→ **WORK TO COMPLETE**: In the excerpt on rotational symmetry and angular momentum conservation, what happens to the expectation value of $\hat{J}_z$ when the state of a rotationally invariant system is rotated by $\pi$ around $\vec{x}$?

→ **EXCERPTED TEXT**:
-- Begin --
By differentiating the equation $[U(t), R(\theta)] = 0$ by $t$, $\theta$, or both, we can see that this statement is actually equivalent to four closely related statements

  1. $[e^{-i t \hat H/\hbar}, e^{- i \theta \hat J/\hbar}] = 0$: Rotating and then time evolving a state is the same as time evolving and then rotating. (We have a symmetry.)
  2. $[e^{-i t \hat H/\hbar},\hat J] = 0$: The angular momentum of a state does not change after time evolution. (Angular momentum is conserved.)
  3. $[\hat H, e^{- i \theta \hat J/\hbar}] = 0$: The energy of a state does not change if the state is rotated.
  4. $[\hat H, \hat J] = 0$: If you measure the angular momentum of a state, the probability that the state will have any particular energy afterwards will not change. The reverse is also true. ($\hat H$ and $\hat J$ can be simultaneously diagonalized.)
  • $\begingroup$ How does the equation 3. imply the explanation that you have given for it? Also, I find that the explanation given in 2. is more easily seen using the equation given in 4. and the relation $$ \frac{d}{d t}\langle A\rangle==\frac{i}{\hbar}\langle\psi(t)|[\widehat{H}, \hat{A}]| \psi(t)\rangle+\left\langle\psi(t)\left|\frac{\partial \hat{A}}{\partial t}\right| \psi(t)\right\rangle $$ But as you have pointed out, these are all equivalent relations anyway. $\endgroup$
    – curiouss
    Sep 15, 2021 at 5:14
  • $\begingroup$ $U(t) = e^{- i t \hat H}$ time evolves a state and $R(\theta) = e^{- i \theta \hat J}$ rotates a state. If the commutator is $0$ then $U(t) R(\theta) | \psi \rangle = R(\theta) U(t) | \psi \rangle $. This is 4. Furthermore, if you want to measure the energy of a state, you finding the spectrum of eigenvalues by acting $\hat H$ on it. But we can see that $\hat H R(\theta) | \psi \rangle = R(\theta) \hat H | \psi \rangle$, so the spectrum of eigenvalues is the same. (For instance, if $|\psi \rangle$ has definite energy $E$, then so does $U(\theta) |\psi \rangle.)$ This is 3. $\endgroup$ Sep 15, 2021 at 12:32

Requiring that an unitary operator $U$ doesn't change the transition rates is an empty statement, because it's always true that$$ \langle \psi | \chi\rangle = \langle U \psi | U\chi\rangle = \langle\psi | U^\dagger U |\chi\rangle\,. $$ On the other hand requiring that it leaves expectations values unchanged is too strong of a constraint. Take for instance a rotationally invariant system. If you rotate with respect to any axis that is not $\vec{z}$, the expectation value $$ \langle \psi | \hat{J}_z | \psi\rangle\,, $$ will change. In particular it flips sign if you rotate by $\pi$ around, say, $\vec{x}$.
-- End --
→ **INFORMATION SUPPLIED**:
-- Begin --
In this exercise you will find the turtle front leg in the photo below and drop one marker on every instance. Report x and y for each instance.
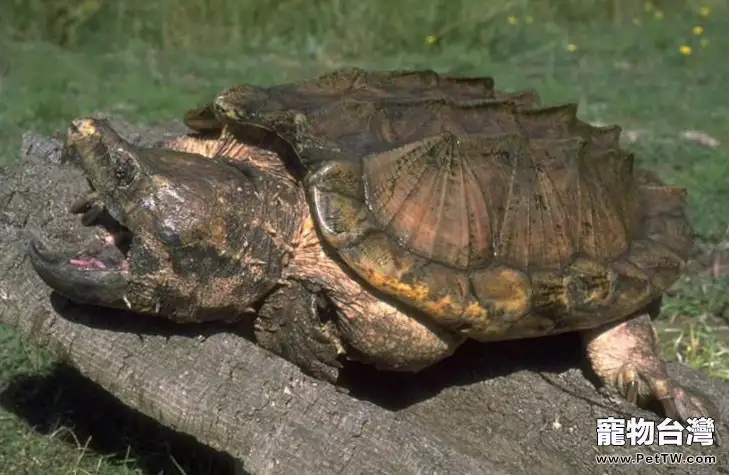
-- End --
→ **SOLUTION TO THIS PROBLEM**: It flips sign.